Segment Start: Dataset content
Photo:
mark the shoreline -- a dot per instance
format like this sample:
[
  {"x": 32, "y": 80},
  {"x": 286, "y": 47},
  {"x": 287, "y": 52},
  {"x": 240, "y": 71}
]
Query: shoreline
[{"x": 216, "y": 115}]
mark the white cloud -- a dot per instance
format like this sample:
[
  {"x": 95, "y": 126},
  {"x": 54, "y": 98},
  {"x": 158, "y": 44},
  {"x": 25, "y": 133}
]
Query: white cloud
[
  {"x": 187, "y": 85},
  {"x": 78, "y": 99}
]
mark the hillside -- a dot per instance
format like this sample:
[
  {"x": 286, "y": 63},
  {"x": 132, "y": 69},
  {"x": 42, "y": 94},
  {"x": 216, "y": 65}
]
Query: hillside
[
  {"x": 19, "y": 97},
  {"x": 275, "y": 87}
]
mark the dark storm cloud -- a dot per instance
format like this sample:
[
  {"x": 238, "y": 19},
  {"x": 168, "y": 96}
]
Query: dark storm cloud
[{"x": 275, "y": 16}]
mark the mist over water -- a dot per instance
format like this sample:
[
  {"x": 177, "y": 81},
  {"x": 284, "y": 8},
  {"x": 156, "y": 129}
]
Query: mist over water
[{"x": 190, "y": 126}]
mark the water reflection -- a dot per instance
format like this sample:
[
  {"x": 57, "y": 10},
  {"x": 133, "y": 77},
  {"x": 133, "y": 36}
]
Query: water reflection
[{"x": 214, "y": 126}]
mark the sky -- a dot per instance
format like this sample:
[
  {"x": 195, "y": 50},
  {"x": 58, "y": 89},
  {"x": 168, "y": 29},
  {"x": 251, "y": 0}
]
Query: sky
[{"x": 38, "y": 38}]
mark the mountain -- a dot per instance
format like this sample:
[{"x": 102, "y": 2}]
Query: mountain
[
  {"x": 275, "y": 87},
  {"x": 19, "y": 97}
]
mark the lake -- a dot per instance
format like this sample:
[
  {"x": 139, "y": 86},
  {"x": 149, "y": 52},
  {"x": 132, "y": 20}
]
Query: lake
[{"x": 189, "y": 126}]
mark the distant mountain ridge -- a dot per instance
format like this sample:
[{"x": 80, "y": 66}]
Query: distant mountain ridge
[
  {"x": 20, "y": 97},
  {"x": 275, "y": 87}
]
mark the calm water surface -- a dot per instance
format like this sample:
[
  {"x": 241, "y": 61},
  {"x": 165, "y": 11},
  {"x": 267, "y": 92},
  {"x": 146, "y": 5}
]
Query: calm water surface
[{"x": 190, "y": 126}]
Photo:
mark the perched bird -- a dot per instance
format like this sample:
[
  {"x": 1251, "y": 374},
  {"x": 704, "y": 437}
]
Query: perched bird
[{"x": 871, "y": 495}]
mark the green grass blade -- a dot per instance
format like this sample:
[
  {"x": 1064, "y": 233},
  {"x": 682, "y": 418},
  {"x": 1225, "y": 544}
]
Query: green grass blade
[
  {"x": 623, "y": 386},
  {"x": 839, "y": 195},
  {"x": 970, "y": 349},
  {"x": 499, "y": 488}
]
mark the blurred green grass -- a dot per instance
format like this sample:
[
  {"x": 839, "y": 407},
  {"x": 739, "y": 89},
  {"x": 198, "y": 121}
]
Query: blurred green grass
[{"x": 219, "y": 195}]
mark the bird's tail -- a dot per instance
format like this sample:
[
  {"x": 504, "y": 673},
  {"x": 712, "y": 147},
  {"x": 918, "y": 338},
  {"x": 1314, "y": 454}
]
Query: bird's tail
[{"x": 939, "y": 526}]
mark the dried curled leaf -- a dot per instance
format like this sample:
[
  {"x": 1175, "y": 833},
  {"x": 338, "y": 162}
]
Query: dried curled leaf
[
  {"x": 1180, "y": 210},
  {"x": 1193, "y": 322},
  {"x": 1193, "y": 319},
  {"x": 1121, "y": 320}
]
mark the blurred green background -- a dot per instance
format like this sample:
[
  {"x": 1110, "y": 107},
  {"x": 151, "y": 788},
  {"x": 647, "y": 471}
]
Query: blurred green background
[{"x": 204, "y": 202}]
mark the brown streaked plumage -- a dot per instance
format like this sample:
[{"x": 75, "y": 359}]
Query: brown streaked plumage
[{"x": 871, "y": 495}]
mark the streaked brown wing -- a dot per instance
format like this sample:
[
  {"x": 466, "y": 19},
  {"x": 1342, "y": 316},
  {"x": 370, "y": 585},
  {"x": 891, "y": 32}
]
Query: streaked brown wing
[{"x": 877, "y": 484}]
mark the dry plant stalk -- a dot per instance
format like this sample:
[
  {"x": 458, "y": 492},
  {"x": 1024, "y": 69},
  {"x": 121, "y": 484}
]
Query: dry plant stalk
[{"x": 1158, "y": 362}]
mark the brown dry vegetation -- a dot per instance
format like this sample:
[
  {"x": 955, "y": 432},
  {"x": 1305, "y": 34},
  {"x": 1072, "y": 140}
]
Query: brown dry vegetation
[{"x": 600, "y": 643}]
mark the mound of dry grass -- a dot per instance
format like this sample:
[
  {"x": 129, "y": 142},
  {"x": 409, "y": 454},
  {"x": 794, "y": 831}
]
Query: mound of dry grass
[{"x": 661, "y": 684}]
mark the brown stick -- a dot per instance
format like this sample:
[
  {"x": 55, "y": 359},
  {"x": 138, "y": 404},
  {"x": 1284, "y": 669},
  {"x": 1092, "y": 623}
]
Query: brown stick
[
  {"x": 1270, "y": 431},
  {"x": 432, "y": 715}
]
Segment End: Dataset content
Task instructions: Reproduce the whole listing above, word for word.

Solution to this exercise:
Photo:
mark the shoreline -- a dot per instance
format like this sample:
[
  {"x": 32, "y": 80},
  {"x": 286, "y": 47},
  {"x": 287, "y": 52},
  {"x": 240, "y": 71}
]
Query: shoreline
[{"x": 216, "y": 115}]
mark the white cloud -- a dot per instance
format like this sample:
[
  {"x": 95, "y": 126},
  {"x": 54, "y": 98},
  {"x": 158, "y": 44},
  {"x": 25, "y": 133}
]
Query: white cloud
[
  {"x": 187, "y": 85},
  {"x": 78, "y": 99}
]
mark the hillside -- a dot per instance
format like this sample:
[
  {"x": 286, "y": 63},
  {"x": 132, "y": 69},
  {"x": 42, "y": 94},
  {"x": 216, "y": 65}
]
Query: hillside
[
  {"x": 19, "y": 97},
  {"x": 275, "y": 87}
]
mark the dark storm cloud -- a dot per instance
format like this sample:
[
  {"x": 238, "y": 19},
  {"x": 168, "y": 96}
]
Query: dark storm cloud
[{"x": 275, "y": 16}]
mark the mist over water -- a dot per instance
format like this sample:
[
  {"x": 177, "y": 81},
  {"x": 284, "y": 8},
  {"x": 156, "y": 129}
]
Query: mist over water
[{"x": 190, "y": 126}]
mark the water reflection -- a dot per instance
format like this sample:
[
  {"x": 57, "y": 10},
  {"x": 133, "y": 77},
  {"x": 133, "y": 36}
]
Query: water reflection
[{"x": 214, "y": 126}]
mark the sky -- a dot per instance
format like this sample:
[
  {"x": 195, "y": 50},
  {"x": 58, "y": 89},
  {"x": 168, "y": 29},
  {"x": 251, "y": 0}
]
Query: sky
[{"x": 38, "y": 38}]
mark the mountain -- a dot per instance
format like this sample:
[{"x": 102, "y": 2}]
Query: mountain
[
  {"x": 275, "y": 87},
  {"x": 19, "y": 97}
]
mark the lake -- a dot per instance
format like this sample:
[
  {"x": 139, "y": 86},
  {"x": 149, "y": 52},
  {"x": 132, "y": 20}
]
Query: lake
[{"x": 189, "y": 126}]
mark the distant mountain ridge -- a dot per instance
format like this sample:
[{"x": 80, "y": 66}]
Query: distant mountain ridge
[
  {"x": 20, "y": 97},
  {"x": 275, "y": 87}
]
mark the calm water surface -- a dot per instance
format like this sample:
[
  {"x": 241, "y": 61},
  {"x": 165, "y": 11},
  {"x": 267, "y": 92},
  {"x": 146, "y": 5}
]
Query: calm water surface
[{"x": 190, "y": 126}]
Photo:
mark the perched bird -- a dot per instance
format like this sample:
[
  {"x": 1251, "y": 374},
  {"x": 704, "y": 437}
]
Query: perched bird
[{"x": 871, "y": 495}]
mark the green grass blade -- a dot per instance
format like this sample:
[
  {"x": 1064, "y": 233},
  {"x": 682, "y": 418},
  {"x": 1225, "y": 544}
]
Query: green grass blade
[
  {"x": 623, "y": 386},
  {"x": 839, "y": 195},
  {"x": 970, "y": 349},
  {"x": 499, "y": 488}
]
mark the blurred green grass -- a dot per instance
format like this sample:
[
  {"x": 839, "y": 407},
  {"x": 739, "y": 89},
  {"x": 198, "y": 121}
]
Query: blurred green grass
[{"x": 219, "y": 195}]
mark the bird's tail -- a dot per instance
format like this sample:
[
  {"x": 504, "y": 673},
  {"x": 712, "y": 147},
  {"x": 918, "y": 338},
  {"x": 1314, "y": 454}
]
Query: bird's tail
[{"x": 939, "y": 526}]
mark the dried curled leaf -- a dot per instance
format like this sample:
[
  {"x": 1175, "y": 833},
  {"x": 338, "y": 162}
]
Query: dried curled leaf
[
  {"x": 1180, "y": 210},
  {"x": 1193, "y": 322},
  {"x": 1193, "y": 319},
  {"x": 1121, "y": 320}
]
mark the blurred green background -- a dot per instance
format like this sample:
[
  {"x": 1110, "y": 107},
  {"x": 151, "y": 788},
  {"x": 647, "y": 471}
]
Query: blurred green background
[{"x": 204, "y": 202}]
mark the brown streaked plumage -- a dot per instance
format like this sample:
[{"x": 75, "y": 359}]
Query: brown streaked plumage
[{"x": 871, "y": 495}]
mark the streaked brown wing -- a dot per instance
format like this sample:
[
  {"x": 466, "y": 19},
  {"x": 1342, "y": 316},
  {"x": 370, "y": 585},
  {"x": 891, "y": 32}
]
Query: streaked brown wing
[{"x": 877, "y": 484}]
mark the dry plant stalk -- a dot per instance
format like this sample:
[
  {"x": 458, "y": 492},
  {"x": 1024, "y": 69},
  {"x": 121, "y": 484}
]
Query: dry plant stalk
[{"x": 1158, "y": 362}]
mark the brown dry vegetation -- a dot per instance
format like this sample:
[
  {"x": 955, "y": 432},
  {"x": 1305, "y": 34},
  {"x": 1072, "y": 140}
]
Query: brown dry vegetation
[{"x": 600, "y": 643}]
mark the mound of dry grass -- a dot per instance
format like this sample:
[
  {"x": 129, "y": 142},
  {"x": 409, "y": 454},
  {"x": 794, "y": 831}
]
Query: mound of dry grass
[{"x": 661, "y": 684}]
mark the brown stick -- a dot per instance
format like this sample:
[
  {"x": 55, "y": 359},
  {"x": 138, "y": 404},
  {"x": 1284, "y": 669},
  {"x": 1092, "y": 623}
]
Query: brown stick
[
  {"x": 1270, "y": 431},
  {"x": 432, "y": 715}
]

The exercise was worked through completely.